In [1]:
from pyspark import SparkContext, SparkConf, RDD
from pyspark.streaming import StreamingContext
from pyspark.streaming.kafka import KafkaUtils
from pykafka import KafkaClient
import json

# Create a local StreamingContext with two working thread and batch interval of 1 second
#sc = SparkContext("spark://server1:7077", "pyspark")


conf = SparkConf().setAppName("Sales Order Unified Profile Update").setMaster("spark://server1:7077")
conf.set("spark.cores.max", 9)
conf.set("spark.cassandra.connection.host", "server4")

sc = SparkContext(conf=conf)

streamingContext = StreamingContext(sc, 10)

In [2]:
from cassandra.cluster import Cluster
from cassandra.query import BatchStatement

class SimpleClient(object):
    session = None
    createProfileStatement = None
    updateSalesOrderStatement = None
    
    batch = None
    
    session = None

    def connect(self):
        if(self.session is None):
            cluster = Cluster(['server4.bigdata.ibm.com','server5.bigdata.ibm.com','server6.bigdata.ibm.com'])
            self.session = cluster.connect()
        return self.session
        #the key space is test now
        #self.session.execute("use test")
        #self.createProfileStatement = self.session.prepare("insert into customer_product(customer, product, date) values(?,?,?) if not exists")
        #self.updateSalesOrderStatement = self.session.prepare("update customer_product set orders[?] = {qty: ?, unitAmt: ?} where customer = ? and product = ? and date = ?")

    def close(self):
        print 'close'
        #self.session.cluster.shutdown()
        
    def createProfile(self, args):
        #self.batch.add(self.createProfileStatement, args)
        self.session.execute(self.createProfileStatement, args)
    
    def updateSalesOrder(self, args):
        #self.batch.add(self.updateSalesOrderStatement, args)
        self.session.execute(self.updateSalesOrderStatement, args)
    
    def execute(self, statement, parameters=[]):
        preparedStatement = self.session.prepare(statement)
        return self.session.execute(preparedStatement, parameters)

In [3]:
#change localhost:2181 to server7 or zookeeper on server1?
stream = KafkaUtils.createStream(streamingContext, 'server1.bigdata.ibm.com:2181', "raw-data-to-profile-update", {'event' :3})

def processEvent(client, event):
    #print event
    customer = event['Customer']
    product = event['Product']
    date = event['XactionDate'][0:10]
    time = event['XactionDate'][11:19]
    qty = event['Qty']
    unitAmt = event['UnitAmt']
    #insert row if not exist
    #print "inserting profile"
    #client.createProfile([customer, product, date])
    client.execute("insert into test.customer_product(customer, product, date) values(?,?,?) if not exists", [customer, product, date])
    #insert sales order
    #print "inerting sales order"
    client.execute("update test.customer_product set orders[?] = {qty: ?, unitAmt: ?} where customer = ? and product = ? and date = ?",
                  [time, qty, unitAmt, customer, product, date])

DATA EXCERPT:
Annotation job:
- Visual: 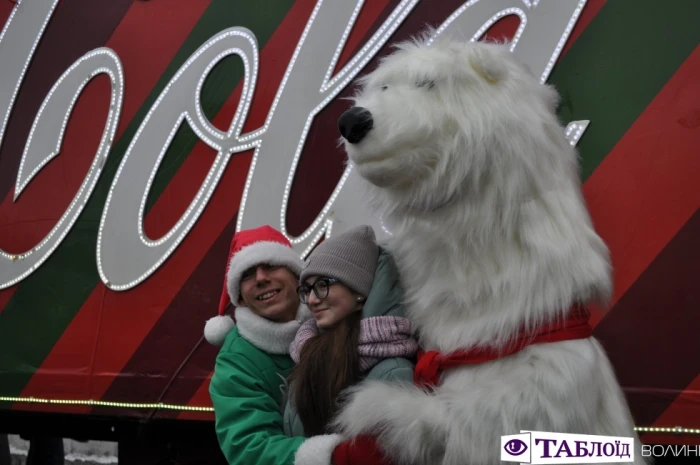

STATED GOAL:
Return, unchanged, the part of the Spark streaming code that opens with the words containing "#client.createProfile([customer, product, date])" and closes with "unitAmt, customer, product, date])". The listing has no connection to the Spark streaming code.

THE COMPLETED TASK:
#client.createProfile([customer, product, date])
    client.execute("insert into test.customer_product(customer, product, date) values(?,?,?) if not exists", [customer, product, date])
    #insert sales order
    #print "inerting sales order"
    client.execute("update test.customer_product set orders[?] = {qty: ?, unitAmt: ?} where customer = ? and product = ? and date = ?",
                  [time, qty, unitAmt, customer, product, date])